* [STATED GOAL 1]: Please quote from the Common Pervasive Gateway excerpt below the part that opens with the words containing "1. Only one" and closes with "two ACI fabrics.".
* [STATED GOAL 2]: According to the Common Pervasive Gateway excerpt below, what should L2 Unknown Unicast be set to on the bridge domain?

Note: L2Out via EPG is the most widely deployed version of the L2Out, and is the recommended configuration.

 

Cool. Got it. But what are some design prerequisites?

 

When using Common Pervasive Gateway, we have three requirements:

 

  1. The Bridge domain that is configured to communicate across ACI fabrics must be configured for flood mode.

    This means we need to set L2 Unknown Unicast to flood on the BD for Common Pervasive Gateway

 

  1. Only one EPG from a bridge domain (If the BD has multiple EPGs) should be configured on a border Leaf on the port which is connected to the second Fabric.

    This means we should have only one L2Out for each BD with Common Pervasive Gateway. And any normal EPGs in the same BD with Common Pervasive Gateway cannot use the port used for L2Out connection between two ACI Fabrics

  2. Do not connect hosts directly to an inter-connected Layer 2 network that enables a pervasive common gateway among the two ACI fabrics.

* [MATERIAL PROVIDED]:
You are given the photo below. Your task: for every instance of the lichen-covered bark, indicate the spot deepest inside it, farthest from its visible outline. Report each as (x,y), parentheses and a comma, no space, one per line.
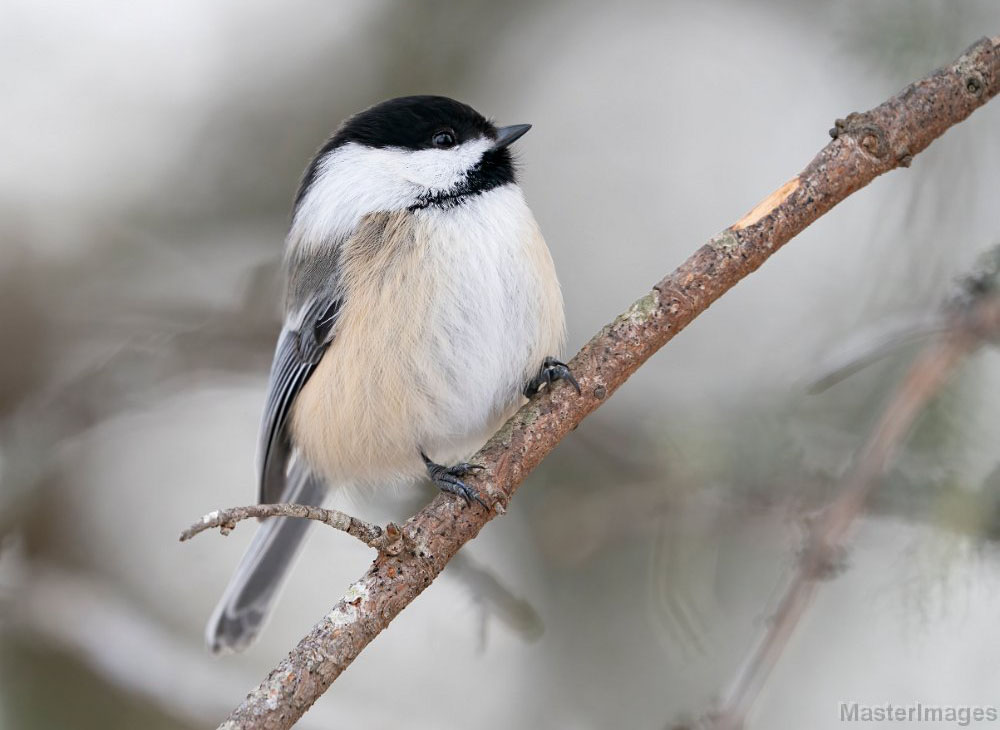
(864,146)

* [TASK RESULT 1]:
1. Only one EPG from a bridge domain (If the BD has multiple EPGs) should be configured on a border Leaf on the port which is connected to the second Fabric.

    This means we should have only one L2Out for each BD with Common Pervasive Gateway. And any normal EPGs in the same BD with Common Pervasive Gateway cannot use the port used for L2Out connection between two ACI Fabrics

  2. Do not connect hosts directly to an inter-connected Layer 2 network that enables a pervasive common gateway among the two ACI fabrics.

* [TASK RESULT 2]: Flood.